- **Instruction**
Copy out the material below word for word, line by line, leaving out the pictures.

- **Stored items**
──────────
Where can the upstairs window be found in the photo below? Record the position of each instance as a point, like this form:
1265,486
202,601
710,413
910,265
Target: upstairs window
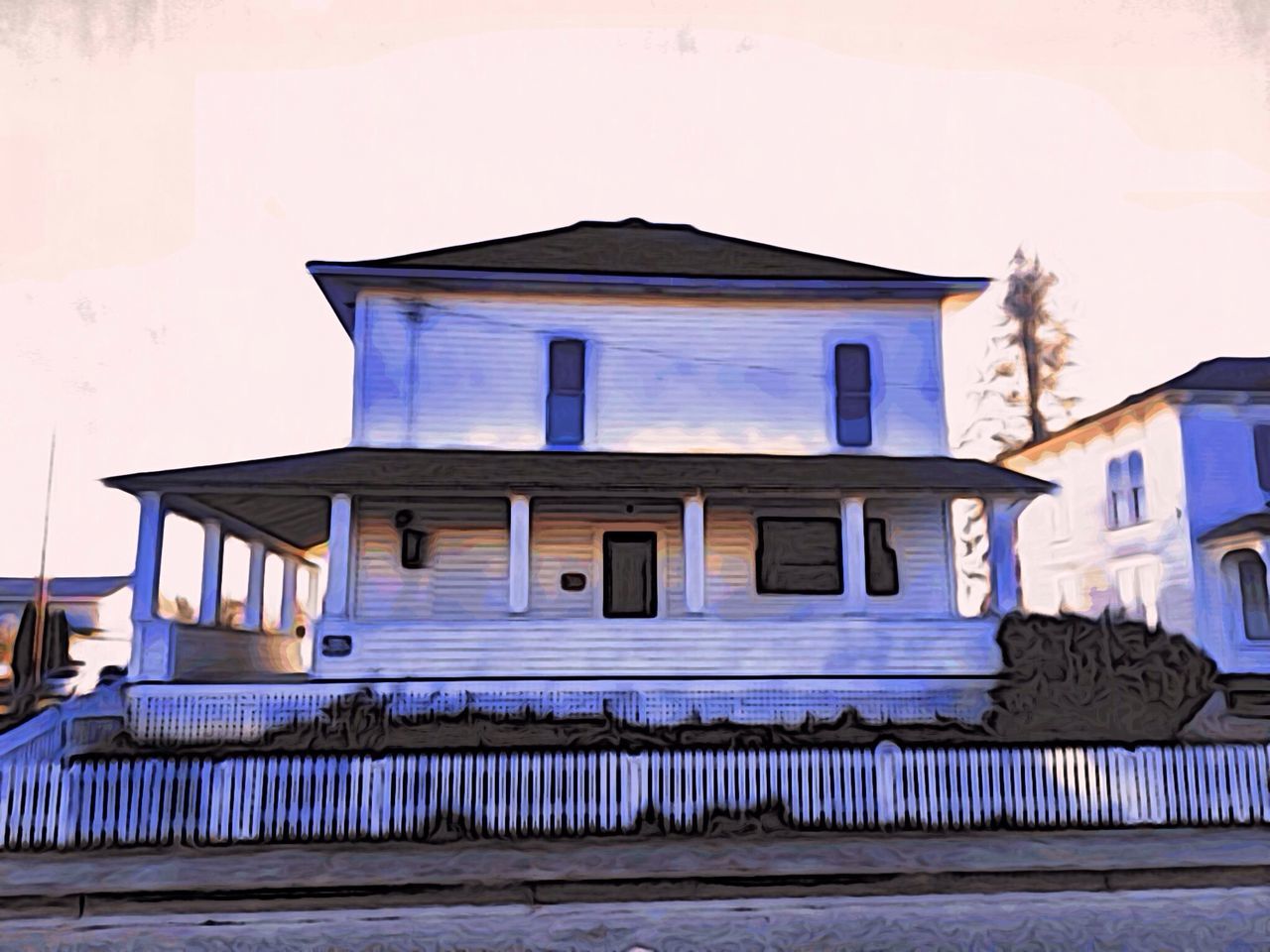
566,391
852,380
1248,580
1127,492
1261,443
799,556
──────────
- **Response for this exercise**
Where can the upstairs window be found in the photo below? Record the position of each instance as a point, like this form:
1265,486
202,601
710,413
910,265
Target: upstairs window
566,391
852,380
1248,580
1127,492
1261,443
799,556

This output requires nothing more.